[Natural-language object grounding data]

______

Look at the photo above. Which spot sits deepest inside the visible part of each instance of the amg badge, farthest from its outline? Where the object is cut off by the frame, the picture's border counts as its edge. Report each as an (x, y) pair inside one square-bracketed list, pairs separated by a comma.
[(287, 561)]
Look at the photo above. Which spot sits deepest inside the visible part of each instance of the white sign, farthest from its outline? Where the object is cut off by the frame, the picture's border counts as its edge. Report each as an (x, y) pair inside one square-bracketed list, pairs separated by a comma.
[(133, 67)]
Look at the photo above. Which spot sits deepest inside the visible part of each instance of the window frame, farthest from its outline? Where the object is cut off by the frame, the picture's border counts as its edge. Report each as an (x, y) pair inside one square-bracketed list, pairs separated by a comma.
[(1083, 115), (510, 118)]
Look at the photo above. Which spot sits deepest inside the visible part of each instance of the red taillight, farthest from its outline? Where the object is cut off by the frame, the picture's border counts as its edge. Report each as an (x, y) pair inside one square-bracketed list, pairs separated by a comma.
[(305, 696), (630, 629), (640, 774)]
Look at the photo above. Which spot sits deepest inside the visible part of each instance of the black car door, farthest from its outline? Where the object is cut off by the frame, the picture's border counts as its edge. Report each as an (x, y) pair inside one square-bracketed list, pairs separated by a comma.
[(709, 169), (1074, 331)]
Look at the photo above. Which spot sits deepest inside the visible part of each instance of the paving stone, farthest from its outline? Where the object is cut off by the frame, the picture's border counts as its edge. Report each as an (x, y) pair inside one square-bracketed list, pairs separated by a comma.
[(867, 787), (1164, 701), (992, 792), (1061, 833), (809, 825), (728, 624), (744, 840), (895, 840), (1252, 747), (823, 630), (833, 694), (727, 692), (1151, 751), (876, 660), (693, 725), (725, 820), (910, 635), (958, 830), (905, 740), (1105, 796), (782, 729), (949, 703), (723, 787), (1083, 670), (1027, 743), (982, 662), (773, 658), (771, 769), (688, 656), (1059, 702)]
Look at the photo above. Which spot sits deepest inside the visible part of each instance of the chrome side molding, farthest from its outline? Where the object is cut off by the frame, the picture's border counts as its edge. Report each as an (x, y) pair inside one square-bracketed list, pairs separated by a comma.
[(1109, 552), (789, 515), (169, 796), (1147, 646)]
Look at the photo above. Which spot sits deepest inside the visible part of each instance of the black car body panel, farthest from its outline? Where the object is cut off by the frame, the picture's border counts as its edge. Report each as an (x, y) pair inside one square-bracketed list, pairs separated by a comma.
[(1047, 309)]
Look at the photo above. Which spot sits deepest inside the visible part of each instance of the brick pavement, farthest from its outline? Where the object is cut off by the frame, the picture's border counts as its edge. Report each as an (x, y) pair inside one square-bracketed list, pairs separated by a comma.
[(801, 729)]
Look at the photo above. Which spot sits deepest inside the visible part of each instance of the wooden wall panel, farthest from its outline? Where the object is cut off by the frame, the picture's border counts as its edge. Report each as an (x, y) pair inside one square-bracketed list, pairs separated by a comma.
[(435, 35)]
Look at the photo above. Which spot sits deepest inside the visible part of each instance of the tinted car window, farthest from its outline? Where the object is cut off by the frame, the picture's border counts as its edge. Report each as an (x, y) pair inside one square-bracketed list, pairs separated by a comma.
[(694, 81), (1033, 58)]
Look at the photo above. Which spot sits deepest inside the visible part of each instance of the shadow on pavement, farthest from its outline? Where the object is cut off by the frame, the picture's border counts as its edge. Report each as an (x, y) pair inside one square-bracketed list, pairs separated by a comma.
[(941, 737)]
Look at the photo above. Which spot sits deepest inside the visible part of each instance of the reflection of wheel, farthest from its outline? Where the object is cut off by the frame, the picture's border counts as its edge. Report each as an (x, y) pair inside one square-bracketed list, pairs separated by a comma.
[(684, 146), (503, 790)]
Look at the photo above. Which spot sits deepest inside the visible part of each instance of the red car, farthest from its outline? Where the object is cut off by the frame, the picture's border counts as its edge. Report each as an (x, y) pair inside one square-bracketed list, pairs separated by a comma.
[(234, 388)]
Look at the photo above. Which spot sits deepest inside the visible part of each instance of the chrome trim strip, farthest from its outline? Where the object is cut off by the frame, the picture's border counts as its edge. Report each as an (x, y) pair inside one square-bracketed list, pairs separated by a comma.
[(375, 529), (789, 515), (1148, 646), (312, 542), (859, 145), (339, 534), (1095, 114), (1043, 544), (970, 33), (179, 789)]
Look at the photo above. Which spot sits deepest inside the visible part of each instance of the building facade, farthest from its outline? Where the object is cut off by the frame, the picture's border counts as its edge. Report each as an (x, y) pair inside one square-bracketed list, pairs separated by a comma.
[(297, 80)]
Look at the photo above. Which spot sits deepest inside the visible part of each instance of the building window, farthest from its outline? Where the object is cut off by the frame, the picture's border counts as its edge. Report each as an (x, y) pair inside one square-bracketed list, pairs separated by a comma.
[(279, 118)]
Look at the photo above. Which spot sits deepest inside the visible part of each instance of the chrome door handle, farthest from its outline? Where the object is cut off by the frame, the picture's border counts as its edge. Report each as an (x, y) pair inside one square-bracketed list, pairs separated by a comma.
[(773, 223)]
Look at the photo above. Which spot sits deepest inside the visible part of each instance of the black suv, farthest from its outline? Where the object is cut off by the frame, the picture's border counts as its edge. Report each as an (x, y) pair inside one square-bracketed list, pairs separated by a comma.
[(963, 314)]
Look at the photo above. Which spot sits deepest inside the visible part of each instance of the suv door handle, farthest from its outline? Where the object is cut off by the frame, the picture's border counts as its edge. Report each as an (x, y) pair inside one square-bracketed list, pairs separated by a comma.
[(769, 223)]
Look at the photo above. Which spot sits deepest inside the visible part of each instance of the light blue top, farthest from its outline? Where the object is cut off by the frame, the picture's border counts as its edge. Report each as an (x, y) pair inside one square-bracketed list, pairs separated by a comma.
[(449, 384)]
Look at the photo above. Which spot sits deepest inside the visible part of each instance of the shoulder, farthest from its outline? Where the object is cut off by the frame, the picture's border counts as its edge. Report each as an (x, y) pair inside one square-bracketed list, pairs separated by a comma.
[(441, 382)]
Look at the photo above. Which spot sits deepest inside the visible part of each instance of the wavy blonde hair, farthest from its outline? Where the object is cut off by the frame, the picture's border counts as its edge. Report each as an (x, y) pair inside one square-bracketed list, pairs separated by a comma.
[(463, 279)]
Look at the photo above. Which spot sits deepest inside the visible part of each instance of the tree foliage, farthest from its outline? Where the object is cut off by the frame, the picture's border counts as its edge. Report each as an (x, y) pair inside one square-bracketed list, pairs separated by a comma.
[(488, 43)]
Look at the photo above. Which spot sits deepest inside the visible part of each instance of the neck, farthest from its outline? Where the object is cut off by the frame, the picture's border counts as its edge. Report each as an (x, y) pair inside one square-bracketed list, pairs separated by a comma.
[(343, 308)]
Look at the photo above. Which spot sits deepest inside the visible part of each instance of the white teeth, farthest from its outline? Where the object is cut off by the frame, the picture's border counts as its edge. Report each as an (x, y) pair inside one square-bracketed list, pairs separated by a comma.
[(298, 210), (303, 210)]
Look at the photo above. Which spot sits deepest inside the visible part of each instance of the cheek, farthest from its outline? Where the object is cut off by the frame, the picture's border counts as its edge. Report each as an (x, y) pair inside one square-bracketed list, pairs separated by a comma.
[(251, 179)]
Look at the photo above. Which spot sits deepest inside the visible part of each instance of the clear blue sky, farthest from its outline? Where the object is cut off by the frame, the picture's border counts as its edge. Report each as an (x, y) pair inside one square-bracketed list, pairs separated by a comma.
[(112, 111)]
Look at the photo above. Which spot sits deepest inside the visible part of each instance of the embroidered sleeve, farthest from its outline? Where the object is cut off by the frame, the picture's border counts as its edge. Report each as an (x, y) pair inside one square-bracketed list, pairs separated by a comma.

______

*Your task*. The answer is to be the lines from the one holding "the cheek, farthest" through the end of the data above, transcribed character for character, both ends included.

*Response*.
Look at the photo above. Which spot sits deepest inside the visible part of each instance of the cheek, farthest from its outline? Where the object is cut off by the frame, the picture's border counts as its edge. Report each as an (x, y) pair inside one square-bracketed list, pairs separated by a comma.
[(251, 179)]
Look at the photo above. Which spot sits deepest inside the visible part of each instance of the clear blue sky, farthest from its outline? Where the object is cut off by the frame, the picture's border counts as its edge. Report each as an (x, y) pair inside one square-bracketed list, pairs separated by a comma.
[(112, 111)]
Look at the photo above. Which spot sits deepest inside the visible part of each instance of the embroidered sleeve, farthest from its outline? Where the object is cut off by the frame, the picture's border counts as its edge. Report each as an (x, y) pair inside one square-bracketed list, pairs separated by a comma.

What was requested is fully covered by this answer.